Collection entries
________________________

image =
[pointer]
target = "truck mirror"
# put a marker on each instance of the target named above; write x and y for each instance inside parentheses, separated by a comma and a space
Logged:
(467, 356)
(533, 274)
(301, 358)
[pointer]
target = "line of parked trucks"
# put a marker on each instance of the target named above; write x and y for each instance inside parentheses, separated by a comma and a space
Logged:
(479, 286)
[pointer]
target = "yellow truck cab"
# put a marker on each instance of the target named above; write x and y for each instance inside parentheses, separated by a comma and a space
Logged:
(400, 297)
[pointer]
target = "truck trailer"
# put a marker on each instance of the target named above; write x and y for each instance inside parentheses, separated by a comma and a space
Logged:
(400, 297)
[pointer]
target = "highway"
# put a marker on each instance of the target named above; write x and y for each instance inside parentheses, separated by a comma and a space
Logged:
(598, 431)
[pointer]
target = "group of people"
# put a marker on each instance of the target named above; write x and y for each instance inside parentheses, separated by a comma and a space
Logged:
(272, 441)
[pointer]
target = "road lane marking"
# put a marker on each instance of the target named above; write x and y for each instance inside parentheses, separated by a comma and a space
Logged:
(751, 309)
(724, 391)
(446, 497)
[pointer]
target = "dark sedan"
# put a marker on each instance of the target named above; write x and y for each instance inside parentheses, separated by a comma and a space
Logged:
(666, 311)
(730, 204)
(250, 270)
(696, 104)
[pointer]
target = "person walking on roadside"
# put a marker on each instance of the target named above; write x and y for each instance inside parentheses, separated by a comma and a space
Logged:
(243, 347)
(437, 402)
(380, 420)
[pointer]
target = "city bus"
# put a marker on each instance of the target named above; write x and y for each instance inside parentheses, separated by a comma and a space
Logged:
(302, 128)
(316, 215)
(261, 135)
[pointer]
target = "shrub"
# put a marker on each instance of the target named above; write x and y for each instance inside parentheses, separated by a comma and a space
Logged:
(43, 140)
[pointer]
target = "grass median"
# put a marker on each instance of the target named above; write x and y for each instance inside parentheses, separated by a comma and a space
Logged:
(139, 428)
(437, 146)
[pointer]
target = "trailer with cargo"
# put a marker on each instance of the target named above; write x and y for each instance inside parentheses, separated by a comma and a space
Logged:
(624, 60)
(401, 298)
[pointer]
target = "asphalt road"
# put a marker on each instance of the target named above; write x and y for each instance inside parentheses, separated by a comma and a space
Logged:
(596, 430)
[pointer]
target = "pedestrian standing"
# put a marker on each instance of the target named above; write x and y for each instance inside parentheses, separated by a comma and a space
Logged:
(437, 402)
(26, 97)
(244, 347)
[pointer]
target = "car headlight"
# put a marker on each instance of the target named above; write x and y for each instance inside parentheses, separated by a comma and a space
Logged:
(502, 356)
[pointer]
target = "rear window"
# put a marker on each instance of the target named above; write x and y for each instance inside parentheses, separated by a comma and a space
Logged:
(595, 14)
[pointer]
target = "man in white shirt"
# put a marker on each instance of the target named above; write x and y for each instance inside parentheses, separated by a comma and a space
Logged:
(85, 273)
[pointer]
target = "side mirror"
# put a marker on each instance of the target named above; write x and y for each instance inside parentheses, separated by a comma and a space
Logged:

________________________

What is required
Count the lines in the listing above that contain the string "trailer", and give only the number.

Output
2